* [Extracto de página]:
----

Estamos bien entrados en el siglo XXI y América Latina no termina de encontrar una nueva constelación de autoras y autores que deje su impronta como lo hicieron las grandes voces de su brillante siglo XX. El único nombre que alcanzó a resonar un tanto fue el de Roberto Bolaño, en parte gracias a la obsesión de Jorge Herralde con su pupilo y en parte (o sobre todo) gracias a que Oprah decidió un buen día recomendar 2666 y lo convirtió en un superventas en el feudo incontestable del capitalismo más consumista. Entonces el fenómeno Bolaño adquirió tintes de fiebre en los EE.UU., el dinero empezó a llover y ese rédito económico generó una ola bolañista por toda América Latina y España con un sinfín de consecuencias.

Ya ha llovido desde todo aquello, para bien o para mal, y hoy por hoy me parece que la pérdida de Anagrama no será tanta como la de Alfaguara.

El madrinazgo de Oprah con 2666 ocurrió en 2008, hace ya más de once años, y no va a suceder dos veces. Alfaguara pujó por los derechos de Bolaño en el momento cumbre de su fama como tantos nuevos brokers compraron bitcoins en el clímax de las criptomonedas, convencidos de que aquello era una nueva panacea y de que el valor de su inversión no haría más que subir.

Sin embargo, desde entonces no ha dejado de bajar, y ya es a todas luces claro que aquella apuesta millonaria es un motivo más que razonable de arrepentimiento. La historia de Bolaño es la de un boom de ventas estadounidense que acicató la pelea entre dos colosos editoriales españoles para disputarse su lucro, y la voz de América Latina poco o nada tuvo que decir en esta historia.

----

* [Material del ejercicio]:
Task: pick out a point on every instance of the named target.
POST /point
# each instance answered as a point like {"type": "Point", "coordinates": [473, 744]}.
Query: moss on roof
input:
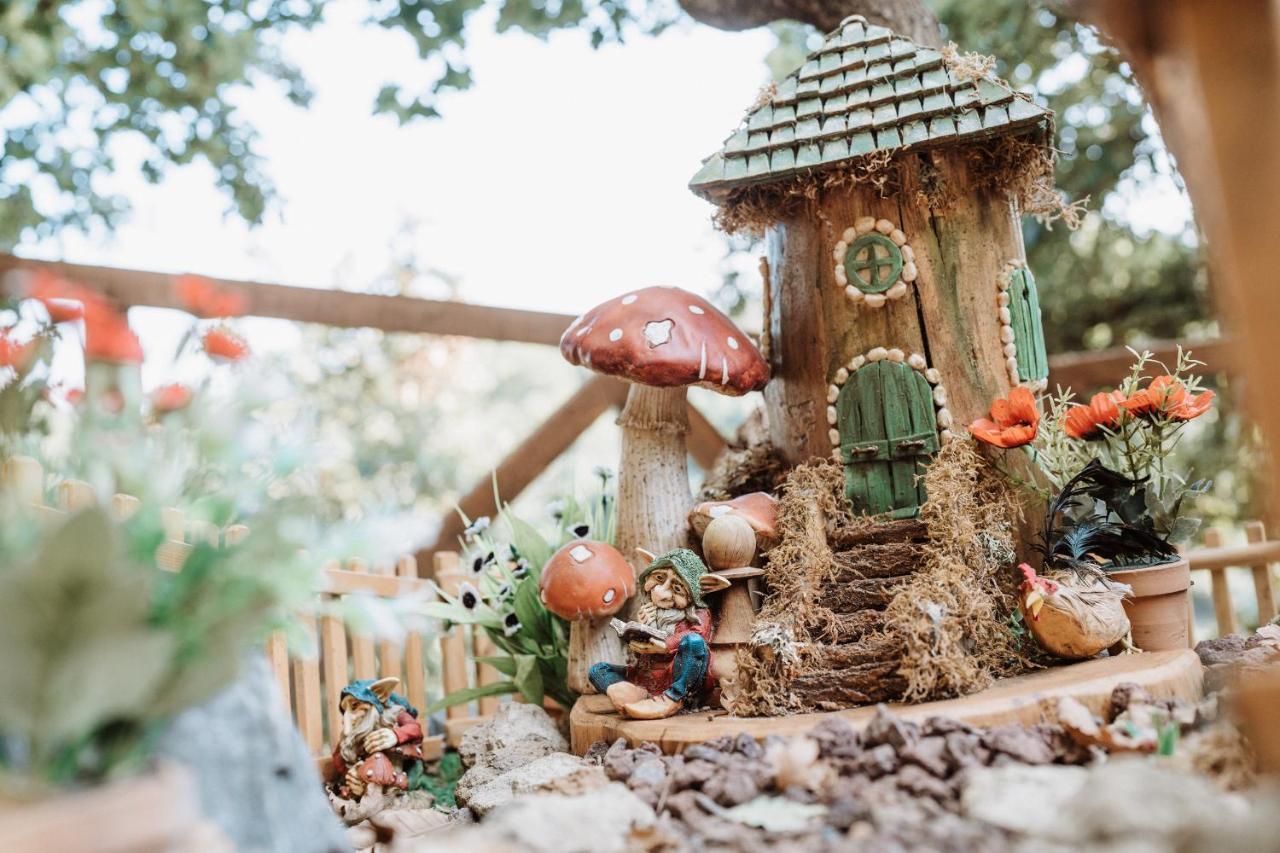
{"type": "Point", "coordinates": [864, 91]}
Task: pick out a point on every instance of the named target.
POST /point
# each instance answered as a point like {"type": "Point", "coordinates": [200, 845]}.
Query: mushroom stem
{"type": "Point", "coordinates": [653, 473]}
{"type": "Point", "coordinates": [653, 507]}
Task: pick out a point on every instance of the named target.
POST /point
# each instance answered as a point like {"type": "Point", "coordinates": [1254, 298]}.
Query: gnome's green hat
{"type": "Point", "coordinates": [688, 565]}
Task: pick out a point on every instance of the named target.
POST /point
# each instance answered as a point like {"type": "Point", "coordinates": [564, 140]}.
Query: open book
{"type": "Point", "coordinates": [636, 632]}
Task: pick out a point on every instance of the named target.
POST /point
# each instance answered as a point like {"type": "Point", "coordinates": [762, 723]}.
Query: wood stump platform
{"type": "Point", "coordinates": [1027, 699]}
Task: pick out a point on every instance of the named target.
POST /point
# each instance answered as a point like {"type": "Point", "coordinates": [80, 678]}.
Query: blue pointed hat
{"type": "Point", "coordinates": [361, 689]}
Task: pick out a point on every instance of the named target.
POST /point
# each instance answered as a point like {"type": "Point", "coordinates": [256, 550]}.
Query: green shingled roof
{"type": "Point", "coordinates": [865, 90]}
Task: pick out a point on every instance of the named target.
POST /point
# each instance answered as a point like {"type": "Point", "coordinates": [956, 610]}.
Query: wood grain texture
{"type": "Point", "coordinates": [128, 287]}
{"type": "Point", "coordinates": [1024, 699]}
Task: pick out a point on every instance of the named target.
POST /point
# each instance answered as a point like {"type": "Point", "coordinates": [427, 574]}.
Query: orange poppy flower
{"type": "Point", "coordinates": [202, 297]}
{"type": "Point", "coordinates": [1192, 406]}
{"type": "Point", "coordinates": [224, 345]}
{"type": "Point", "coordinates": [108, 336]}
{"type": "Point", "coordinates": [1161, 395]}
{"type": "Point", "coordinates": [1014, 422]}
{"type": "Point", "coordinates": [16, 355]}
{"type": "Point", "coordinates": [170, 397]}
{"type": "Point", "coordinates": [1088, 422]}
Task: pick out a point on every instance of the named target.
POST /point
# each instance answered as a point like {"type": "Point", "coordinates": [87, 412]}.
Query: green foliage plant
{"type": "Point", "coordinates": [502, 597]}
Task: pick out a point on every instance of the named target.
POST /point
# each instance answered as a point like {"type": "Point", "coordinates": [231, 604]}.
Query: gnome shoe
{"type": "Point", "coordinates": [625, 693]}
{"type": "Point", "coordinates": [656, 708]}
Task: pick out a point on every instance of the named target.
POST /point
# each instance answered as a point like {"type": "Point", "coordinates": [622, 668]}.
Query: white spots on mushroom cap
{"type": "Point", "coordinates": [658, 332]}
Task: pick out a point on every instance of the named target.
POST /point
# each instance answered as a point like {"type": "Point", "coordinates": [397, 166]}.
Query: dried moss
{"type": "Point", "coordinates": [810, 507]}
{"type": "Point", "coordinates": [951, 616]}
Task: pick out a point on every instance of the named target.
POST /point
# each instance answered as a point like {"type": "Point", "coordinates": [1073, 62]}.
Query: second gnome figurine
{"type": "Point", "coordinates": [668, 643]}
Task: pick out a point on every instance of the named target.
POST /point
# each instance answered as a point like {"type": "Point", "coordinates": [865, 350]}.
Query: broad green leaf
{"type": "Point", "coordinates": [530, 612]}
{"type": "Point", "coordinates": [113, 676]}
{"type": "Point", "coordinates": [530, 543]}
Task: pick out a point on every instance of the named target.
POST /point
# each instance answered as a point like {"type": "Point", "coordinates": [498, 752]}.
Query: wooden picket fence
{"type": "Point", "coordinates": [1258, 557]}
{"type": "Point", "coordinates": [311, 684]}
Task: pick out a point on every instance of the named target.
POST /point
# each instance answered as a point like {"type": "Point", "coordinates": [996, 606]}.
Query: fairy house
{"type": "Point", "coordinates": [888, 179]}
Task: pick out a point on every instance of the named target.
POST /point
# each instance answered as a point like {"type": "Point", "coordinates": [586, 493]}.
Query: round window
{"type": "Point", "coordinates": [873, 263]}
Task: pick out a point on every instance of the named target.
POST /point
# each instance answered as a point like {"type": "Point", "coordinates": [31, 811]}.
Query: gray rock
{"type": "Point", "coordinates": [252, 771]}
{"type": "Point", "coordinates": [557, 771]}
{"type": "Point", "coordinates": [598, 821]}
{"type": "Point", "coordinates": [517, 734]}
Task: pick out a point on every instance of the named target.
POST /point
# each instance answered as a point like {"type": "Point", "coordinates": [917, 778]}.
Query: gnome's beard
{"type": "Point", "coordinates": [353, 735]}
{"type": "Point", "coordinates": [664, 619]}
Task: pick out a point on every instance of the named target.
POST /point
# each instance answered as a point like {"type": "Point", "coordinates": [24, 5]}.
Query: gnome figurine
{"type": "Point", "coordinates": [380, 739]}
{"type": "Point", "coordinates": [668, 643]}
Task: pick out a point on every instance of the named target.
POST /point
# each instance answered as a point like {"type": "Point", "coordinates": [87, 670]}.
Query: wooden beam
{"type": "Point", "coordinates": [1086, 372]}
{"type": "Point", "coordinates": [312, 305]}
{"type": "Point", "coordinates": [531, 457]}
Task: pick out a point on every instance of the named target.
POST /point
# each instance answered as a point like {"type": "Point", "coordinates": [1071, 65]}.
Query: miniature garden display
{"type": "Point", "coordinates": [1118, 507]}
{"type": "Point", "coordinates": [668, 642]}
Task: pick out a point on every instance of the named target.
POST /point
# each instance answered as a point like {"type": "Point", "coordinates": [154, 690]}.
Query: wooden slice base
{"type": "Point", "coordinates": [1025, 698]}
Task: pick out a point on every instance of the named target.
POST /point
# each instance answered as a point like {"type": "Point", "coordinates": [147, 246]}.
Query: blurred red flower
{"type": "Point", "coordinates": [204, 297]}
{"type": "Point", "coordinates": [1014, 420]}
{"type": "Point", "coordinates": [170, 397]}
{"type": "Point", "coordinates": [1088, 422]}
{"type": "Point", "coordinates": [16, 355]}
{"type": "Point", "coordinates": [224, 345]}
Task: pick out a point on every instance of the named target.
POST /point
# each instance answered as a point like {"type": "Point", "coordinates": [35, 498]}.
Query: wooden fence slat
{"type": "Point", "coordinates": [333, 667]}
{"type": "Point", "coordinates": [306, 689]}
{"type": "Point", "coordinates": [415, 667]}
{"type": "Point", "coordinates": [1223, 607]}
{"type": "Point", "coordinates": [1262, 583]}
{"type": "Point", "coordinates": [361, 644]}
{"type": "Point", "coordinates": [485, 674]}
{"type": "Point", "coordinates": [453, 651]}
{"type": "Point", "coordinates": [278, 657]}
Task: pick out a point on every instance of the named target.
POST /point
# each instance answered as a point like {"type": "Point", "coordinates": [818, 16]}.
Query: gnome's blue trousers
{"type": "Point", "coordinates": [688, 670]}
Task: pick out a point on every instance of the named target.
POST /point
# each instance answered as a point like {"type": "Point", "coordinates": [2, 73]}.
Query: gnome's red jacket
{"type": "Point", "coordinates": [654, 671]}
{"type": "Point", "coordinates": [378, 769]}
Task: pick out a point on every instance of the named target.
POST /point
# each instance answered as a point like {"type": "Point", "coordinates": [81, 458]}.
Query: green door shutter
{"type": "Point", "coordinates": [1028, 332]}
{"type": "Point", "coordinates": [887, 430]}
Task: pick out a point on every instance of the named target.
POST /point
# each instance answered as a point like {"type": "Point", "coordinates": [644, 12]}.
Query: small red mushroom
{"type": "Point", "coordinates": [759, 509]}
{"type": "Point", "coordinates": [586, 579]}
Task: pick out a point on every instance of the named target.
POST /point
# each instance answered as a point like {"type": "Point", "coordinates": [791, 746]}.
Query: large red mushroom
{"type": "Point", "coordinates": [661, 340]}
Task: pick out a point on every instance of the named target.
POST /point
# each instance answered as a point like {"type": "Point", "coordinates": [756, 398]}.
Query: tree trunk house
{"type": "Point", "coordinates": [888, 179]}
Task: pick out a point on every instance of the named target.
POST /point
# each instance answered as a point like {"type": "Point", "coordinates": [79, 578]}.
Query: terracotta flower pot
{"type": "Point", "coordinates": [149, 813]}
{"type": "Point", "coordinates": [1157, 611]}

----

* [Tareas pendientes]:
A – Cuenta las líneas del listado en las que aparece la cadena "wooden". Responde únicamente con el número.
B – Reanuda el fragmento sobre Bolaño y sus editoriales a partir de su última oración.

* [Respuestas por tarea]:
A – 4

B –
El autor era chileno como podía haber sido turco, y si 2666 tuvo la repercusión que tuvo fue por su capacidad para interpelar al público norteamericano, no al latinoamericano. América Latina está tan ausente en 2666 como lo está en la trilogía de Millennium, de ahí que haya sido 2666, y no Los detectives salvajes, la obra que el mercado gringoeuropeo quiso determinar como la cumbre de un muy buen autor que, tristemente, está pasando a la historia como lo que fue hacia el final: el afortunado superventas de la principal editorial independiente de España.

Esto no pasa desapercibido para nadie, y los grandes sellos editoriales de España no dejan de buscar a un nuevo Bolaño con el que hacer caja. Atendiendo casi en exclusiva a las cifras de sus ventas y descartados los fiascos de Diego Zúñiga o William Ospina, Random House parece que da por amortizados los enormes talentos de Patricio Pron, Rodrigo Fresán o incluso Mariana Enríquez y empieza a decantarse por una Samanta Schweblin aún en sus 40 y con una comprensión extraordinaria del prisma empresarial de la literatura. Apuntando desde el comienzo a las figuras mejor posicionadas del campo literario contemporáneo –la propia Mariana Enríquez en su apogeo, el premio Casa de las Américas, Granta, Random House– Schweblin es por lejos la autora contemporánea con mayor facilidad para articularse con los nodos de poder.

Será probablemente una de las autoras más reconocibles de esta década y no cabe duda de que escribe bien y que supone un buen negocio para Random House, pero ¿realmente su narrativa encierra una propuesta diferencial, hay en ella una reflexión metaliteraria de interés, dialoga de alguna forma real con la América Latina contemporá- nea? Rotundamente no.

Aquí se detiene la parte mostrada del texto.